--- Written problem ---
Please show every line of the material that contains the string "streamer", matching case exactly.

--- Material for this exercise ---

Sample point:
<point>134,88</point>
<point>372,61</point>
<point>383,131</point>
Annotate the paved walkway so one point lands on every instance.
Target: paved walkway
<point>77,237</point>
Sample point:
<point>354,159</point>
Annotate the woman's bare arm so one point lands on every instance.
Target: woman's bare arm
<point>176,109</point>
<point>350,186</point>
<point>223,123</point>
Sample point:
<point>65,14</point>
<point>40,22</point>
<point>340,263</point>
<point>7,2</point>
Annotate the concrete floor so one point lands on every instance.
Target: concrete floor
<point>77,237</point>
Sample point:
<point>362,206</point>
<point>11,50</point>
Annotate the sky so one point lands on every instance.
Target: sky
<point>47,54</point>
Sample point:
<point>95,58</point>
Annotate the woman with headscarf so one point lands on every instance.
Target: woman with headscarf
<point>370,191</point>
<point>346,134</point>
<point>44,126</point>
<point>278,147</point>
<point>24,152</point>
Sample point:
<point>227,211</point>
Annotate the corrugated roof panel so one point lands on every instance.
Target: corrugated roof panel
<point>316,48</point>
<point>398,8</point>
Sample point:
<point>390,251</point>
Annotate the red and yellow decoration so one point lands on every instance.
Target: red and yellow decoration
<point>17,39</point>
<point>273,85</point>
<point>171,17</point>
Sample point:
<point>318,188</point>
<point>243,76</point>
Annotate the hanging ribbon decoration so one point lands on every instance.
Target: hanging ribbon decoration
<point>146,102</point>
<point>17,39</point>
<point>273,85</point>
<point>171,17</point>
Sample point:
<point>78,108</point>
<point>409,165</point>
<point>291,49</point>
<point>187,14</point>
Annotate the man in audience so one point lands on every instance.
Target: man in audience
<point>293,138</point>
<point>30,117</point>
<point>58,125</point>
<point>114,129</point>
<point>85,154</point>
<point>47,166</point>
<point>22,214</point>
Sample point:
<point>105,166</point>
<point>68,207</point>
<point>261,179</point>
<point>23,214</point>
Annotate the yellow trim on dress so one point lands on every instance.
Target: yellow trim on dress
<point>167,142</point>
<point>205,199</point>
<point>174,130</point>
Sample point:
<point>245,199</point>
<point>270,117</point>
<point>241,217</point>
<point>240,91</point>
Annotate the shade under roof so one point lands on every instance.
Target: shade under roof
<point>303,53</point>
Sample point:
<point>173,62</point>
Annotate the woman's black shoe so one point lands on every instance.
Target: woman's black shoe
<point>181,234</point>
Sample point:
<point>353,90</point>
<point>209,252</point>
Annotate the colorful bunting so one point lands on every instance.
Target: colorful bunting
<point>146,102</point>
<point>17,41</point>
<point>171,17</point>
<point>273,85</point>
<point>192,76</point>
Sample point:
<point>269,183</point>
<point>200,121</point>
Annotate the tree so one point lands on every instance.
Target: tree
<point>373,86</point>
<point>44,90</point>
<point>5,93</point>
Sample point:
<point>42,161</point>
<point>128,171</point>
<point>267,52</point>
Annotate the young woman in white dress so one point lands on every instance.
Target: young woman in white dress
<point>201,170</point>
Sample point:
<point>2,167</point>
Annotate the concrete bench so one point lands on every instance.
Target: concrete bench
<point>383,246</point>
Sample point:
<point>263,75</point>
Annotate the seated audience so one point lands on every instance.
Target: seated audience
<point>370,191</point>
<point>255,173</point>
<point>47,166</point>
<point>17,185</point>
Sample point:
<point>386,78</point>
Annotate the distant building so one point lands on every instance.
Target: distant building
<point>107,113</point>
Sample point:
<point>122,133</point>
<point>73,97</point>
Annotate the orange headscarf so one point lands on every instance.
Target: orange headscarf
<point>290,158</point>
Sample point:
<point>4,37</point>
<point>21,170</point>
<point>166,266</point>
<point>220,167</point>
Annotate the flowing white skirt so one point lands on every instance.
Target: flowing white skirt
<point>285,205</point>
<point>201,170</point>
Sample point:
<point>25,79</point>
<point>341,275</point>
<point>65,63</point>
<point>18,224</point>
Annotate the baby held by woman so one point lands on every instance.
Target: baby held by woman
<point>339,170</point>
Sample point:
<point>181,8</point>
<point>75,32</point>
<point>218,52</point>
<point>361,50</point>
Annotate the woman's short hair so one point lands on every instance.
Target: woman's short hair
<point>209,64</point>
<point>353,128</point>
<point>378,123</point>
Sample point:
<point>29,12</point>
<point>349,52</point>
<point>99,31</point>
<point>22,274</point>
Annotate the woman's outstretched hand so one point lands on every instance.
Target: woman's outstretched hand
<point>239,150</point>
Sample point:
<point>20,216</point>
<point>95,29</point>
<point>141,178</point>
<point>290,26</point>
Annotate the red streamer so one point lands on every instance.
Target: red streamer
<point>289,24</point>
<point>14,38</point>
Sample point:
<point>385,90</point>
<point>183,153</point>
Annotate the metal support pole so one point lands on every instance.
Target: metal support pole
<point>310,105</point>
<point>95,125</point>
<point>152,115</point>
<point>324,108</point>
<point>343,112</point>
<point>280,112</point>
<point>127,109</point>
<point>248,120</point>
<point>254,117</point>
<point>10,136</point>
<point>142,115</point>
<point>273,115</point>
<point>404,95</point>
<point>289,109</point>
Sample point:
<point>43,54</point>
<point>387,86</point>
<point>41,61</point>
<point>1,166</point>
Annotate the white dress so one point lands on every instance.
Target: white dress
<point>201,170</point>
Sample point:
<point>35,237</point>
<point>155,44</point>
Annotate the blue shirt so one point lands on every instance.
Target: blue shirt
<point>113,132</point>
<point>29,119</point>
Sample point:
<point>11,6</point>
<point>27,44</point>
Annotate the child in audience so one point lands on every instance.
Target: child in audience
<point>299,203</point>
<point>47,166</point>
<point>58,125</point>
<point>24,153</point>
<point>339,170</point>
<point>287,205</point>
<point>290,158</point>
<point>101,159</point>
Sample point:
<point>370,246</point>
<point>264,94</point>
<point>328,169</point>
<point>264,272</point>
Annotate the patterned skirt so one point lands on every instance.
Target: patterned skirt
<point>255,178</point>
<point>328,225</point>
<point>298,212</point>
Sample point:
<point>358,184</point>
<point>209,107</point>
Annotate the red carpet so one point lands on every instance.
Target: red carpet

--- Solution for this task ---
Annotate the red streamer so one point lands on every instance.
Target: red streamer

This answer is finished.